- Exercise directions -
Change "dark navy jersey" to "navy blue jersey" in the items starting at the line that contains "the dark navy" and ending at the line that contains "x=447 y=158". Write out only those lines, with nothing else altered.

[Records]

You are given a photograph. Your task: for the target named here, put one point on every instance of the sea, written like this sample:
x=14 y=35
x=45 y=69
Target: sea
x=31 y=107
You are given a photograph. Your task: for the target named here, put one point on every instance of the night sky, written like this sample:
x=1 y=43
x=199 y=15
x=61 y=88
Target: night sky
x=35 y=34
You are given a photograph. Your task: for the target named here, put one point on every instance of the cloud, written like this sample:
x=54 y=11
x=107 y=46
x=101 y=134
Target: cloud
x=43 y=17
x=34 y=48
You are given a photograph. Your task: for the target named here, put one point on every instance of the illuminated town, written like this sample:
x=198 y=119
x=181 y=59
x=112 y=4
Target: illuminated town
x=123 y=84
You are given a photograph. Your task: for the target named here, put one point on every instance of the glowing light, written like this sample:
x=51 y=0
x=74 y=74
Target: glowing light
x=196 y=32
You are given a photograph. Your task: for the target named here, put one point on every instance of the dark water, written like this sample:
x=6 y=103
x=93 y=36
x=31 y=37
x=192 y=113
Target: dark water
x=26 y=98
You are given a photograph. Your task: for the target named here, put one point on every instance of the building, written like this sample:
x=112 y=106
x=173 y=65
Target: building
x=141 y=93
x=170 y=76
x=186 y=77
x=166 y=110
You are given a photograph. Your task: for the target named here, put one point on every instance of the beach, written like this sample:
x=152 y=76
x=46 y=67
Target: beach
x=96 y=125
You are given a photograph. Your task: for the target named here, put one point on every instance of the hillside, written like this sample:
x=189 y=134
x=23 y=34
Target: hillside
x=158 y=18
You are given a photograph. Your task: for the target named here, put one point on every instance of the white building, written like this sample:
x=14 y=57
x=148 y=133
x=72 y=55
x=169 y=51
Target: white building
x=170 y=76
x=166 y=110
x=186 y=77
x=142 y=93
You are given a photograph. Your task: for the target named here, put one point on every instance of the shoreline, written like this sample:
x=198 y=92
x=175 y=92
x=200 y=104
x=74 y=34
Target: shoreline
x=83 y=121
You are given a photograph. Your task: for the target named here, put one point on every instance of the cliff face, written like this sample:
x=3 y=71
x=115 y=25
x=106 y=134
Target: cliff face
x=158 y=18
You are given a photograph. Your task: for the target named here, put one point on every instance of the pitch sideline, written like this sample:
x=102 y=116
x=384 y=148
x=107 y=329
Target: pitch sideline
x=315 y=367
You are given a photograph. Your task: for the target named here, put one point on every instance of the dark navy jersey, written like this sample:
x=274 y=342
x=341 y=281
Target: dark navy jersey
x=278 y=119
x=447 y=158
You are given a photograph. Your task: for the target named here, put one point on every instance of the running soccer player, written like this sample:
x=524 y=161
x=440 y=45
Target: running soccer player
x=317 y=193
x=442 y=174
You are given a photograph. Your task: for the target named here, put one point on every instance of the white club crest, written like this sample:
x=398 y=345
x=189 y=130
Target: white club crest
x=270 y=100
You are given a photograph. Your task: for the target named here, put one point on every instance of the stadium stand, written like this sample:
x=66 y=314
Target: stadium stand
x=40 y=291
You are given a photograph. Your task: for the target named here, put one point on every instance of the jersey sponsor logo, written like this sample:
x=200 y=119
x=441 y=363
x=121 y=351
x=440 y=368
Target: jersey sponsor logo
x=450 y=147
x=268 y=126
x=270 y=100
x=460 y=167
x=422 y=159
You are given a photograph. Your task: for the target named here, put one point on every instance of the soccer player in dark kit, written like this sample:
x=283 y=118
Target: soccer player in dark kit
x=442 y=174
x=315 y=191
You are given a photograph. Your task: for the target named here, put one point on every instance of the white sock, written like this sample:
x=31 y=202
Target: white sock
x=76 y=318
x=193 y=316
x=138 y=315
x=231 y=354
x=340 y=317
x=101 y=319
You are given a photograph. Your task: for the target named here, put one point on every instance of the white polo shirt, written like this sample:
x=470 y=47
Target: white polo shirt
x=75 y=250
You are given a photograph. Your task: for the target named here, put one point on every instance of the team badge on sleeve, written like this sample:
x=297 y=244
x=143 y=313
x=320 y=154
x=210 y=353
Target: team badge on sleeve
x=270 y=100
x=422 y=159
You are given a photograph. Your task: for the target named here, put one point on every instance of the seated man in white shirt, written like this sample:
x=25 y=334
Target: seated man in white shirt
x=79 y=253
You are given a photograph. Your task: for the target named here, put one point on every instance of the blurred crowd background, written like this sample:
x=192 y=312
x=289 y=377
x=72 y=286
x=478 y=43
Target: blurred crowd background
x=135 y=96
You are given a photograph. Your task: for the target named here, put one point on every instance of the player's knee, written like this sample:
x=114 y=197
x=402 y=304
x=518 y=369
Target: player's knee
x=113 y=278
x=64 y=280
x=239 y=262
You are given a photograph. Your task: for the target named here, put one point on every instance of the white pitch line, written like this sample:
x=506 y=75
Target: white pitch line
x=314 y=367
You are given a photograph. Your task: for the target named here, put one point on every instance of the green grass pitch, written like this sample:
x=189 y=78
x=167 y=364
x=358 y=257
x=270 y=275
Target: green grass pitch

- Written response -
You are given a photograph. Your task: for the target named here, put one point on every instance of the navy blue jersey, written like this sample:
x=274 y=342
x=341 y=281
Target: navy blue jersey
x=278 y=119
x=447 y=158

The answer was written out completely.